[Requirement]
Filter the rows below down to the lines that contain the word "plant", and copy each of those lines.

:: Data lines

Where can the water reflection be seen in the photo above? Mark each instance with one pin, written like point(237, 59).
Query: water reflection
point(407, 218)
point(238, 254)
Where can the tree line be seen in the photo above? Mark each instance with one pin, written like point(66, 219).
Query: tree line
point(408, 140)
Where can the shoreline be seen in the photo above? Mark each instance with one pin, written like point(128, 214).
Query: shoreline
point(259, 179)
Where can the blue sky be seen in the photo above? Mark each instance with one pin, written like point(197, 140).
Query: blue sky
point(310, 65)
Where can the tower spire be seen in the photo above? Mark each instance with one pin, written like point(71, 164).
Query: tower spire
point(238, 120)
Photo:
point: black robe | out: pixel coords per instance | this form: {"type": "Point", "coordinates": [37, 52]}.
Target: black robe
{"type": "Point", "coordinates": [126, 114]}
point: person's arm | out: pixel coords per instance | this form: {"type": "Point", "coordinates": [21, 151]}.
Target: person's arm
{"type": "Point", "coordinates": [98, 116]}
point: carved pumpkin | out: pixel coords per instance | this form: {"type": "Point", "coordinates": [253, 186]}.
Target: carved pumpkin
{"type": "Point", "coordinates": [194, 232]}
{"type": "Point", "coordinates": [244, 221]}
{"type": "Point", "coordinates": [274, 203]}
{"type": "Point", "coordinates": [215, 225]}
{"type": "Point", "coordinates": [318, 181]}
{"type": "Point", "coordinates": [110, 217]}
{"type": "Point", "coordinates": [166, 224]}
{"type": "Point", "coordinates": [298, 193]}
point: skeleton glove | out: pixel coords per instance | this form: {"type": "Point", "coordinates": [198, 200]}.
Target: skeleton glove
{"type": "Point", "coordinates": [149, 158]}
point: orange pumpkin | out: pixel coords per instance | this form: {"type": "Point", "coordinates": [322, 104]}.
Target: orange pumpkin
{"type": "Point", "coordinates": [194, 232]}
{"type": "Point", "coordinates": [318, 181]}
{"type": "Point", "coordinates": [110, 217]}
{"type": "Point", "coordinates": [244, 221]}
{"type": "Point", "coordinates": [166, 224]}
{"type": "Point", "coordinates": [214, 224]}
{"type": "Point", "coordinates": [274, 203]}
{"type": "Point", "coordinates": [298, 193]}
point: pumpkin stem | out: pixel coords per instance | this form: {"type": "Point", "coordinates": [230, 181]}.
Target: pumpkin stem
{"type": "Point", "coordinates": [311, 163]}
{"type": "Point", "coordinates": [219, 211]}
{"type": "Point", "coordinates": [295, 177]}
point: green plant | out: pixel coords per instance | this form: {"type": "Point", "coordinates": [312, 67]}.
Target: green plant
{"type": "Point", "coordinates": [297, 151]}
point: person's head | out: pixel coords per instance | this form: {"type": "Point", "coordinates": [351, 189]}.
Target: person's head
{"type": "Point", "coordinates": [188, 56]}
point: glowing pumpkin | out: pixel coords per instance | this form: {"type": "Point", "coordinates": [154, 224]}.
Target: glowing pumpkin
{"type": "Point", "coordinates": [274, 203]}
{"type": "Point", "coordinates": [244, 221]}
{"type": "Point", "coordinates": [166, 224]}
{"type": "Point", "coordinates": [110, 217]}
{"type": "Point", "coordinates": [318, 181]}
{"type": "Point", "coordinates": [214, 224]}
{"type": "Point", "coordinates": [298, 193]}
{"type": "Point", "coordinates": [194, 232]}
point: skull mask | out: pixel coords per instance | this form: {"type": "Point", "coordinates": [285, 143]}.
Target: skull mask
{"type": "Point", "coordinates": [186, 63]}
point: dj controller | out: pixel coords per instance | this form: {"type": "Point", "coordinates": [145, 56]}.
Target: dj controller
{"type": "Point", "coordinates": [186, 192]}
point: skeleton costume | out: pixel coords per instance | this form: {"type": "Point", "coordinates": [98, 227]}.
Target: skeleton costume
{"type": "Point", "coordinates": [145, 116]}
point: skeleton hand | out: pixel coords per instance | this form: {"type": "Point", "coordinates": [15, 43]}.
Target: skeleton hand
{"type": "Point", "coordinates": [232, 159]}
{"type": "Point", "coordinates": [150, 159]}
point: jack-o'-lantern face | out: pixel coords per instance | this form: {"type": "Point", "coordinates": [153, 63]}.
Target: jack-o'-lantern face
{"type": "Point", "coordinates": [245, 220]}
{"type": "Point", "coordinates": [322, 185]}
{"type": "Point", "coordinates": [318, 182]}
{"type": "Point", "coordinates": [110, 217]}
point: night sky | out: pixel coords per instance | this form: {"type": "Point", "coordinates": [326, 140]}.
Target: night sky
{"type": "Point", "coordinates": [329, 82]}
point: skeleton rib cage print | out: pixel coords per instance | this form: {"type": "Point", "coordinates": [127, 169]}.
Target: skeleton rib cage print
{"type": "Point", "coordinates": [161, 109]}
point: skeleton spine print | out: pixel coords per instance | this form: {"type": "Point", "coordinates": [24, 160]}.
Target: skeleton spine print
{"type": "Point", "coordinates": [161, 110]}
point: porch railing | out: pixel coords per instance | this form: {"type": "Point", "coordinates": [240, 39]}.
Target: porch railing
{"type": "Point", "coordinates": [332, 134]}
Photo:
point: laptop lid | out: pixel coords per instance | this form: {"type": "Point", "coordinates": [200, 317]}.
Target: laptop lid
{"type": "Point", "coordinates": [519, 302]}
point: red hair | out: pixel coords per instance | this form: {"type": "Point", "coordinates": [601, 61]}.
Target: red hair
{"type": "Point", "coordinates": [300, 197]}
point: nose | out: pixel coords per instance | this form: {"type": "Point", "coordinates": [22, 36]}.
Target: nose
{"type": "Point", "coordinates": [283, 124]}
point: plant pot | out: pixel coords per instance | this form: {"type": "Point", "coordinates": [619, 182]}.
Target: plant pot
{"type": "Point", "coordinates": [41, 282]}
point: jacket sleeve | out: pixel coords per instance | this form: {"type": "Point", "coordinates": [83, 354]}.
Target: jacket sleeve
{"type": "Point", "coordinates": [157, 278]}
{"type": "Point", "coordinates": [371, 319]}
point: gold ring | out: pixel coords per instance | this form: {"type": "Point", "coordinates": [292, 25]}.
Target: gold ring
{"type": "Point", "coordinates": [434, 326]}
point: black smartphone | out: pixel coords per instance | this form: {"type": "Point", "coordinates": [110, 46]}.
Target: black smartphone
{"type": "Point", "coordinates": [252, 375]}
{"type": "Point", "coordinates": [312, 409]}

::::
:: Data lines

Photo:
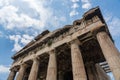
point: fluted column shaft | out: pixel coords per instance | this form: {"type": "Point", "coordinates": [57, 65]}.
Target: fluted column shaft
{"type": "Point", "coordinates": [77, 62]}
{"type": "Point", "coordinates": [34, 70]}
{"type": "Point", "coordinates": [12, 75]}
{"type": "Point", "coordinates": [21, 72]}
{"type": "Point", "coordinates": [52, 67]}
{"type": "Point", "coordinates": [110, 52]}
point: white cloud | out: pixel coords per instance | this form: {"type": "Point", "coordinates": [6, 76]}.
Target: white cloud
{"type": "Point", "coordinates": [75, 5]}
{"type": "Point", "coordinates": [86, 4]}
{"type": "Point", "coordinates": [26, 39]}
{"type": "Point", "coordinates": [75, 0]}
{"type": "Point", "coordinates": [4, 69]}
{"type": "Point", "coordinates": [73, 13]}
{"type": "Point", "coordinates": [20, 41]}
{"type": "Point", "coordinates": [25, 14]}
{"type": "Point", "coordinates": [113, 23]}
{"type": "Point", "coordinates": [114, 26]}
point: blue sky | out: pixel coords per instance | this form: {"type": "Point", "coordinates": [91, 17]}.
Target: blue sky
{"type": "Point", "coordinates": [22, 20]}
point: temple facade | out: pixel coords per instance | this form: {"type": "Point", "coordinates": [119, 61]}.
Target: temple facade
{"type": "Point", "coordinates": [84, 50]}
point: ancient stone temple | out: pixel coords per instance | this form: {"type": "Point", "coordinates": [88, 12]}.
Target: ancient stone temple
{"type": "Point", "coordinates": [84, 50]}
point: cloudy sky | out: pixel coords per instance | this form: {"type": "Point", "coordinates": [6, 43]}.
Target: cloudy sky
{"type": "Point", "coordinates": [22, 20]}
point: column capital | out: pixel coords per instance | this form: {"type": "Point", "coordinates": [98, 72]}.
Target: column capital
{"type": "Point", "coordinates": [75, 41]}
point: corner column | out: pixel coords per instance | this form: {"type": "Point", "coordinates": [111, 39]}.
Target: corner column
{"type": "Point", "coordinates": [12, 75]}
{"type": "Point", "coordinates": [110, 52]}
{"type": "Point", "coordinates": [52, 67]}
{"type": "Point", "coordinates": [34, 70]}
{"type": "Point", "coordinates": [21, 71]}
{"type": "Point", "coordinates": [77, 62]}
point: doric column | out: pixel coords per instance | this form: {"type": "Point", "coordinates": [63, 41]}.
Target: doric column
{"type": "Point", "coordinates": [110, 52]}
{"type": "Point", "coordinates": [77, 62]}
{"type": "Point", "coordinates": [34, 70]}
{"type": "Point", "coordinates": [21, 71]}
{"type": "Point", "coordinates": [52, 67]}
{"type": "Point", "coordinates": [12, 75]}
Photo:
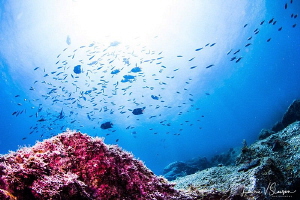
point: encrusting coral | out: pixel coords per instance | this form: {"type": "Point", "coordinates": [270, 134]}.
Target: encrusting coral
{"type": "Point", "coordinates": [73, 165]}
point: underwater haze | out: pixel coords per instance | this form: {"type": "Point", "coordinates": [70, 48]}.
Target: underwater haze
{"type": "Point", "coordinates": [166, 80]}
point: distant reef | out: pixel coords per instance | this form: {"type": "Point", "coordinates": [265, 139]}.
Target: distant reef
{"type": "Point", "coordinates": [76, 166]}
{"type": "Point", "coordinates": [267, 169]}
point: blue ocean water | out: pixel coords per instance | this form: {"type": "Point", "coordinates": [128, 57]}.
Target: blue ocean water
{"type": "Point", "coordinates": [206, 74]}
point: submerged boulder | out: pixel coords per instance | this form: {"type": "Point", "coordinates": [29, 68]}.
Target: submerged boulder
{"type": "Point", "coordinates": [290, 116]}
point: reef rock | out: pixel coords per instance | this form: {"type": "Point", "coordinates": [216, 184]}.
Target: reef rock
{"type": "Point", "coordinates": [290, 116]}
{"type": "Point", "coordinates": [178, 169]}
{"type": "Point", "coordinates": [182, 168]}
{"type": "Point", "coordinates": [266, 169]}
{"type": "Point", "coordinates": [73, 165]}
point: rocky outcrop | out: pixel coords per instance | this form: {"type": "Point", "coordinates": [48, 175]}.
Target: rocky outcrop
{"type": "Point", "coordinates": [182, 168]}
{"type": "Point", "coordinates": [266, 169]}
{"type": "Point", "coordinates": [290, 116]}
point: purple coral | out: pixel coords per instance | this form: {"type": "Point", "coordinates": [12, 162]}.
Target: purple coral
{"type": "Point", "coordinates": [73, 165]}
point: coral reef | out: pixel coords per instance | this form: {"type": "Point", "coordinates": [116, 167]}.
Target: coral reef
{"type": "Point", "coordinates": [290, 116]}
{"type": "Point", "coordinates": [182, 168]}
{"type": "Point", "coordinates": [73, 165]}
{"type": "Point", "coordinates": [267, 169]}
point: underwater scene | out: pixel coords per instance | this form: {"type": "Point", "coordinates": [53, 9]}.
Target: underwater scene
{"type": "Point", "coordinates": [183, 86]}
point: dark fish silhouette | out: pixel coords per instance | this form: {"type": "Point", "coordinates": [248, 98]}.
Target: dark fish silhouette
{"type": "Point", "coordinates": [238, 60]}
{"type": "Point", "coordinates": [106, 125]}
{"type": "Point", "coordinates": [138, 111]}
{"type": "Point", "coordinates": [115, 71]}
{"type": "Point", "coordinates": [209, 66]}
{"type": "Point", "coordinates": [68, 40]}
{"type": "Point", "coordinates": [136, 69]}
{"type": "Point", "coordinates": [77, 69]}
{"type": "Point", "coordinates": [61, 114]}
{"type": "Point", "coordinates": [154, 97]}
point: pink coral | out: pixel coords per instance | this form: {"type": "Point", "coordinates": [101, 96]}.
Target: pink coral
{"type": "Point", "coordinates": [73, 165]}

::::

[Full solution]
point: green plant | out: pixel coords per instance | this form: {"type": "Point", "coordinates": [312, 67]}.
Target: green plant
point: plant pot | out: pixel coords per instance | this form: {"type": "Point", "coordinates": [619, 182]}.
Target: plant pot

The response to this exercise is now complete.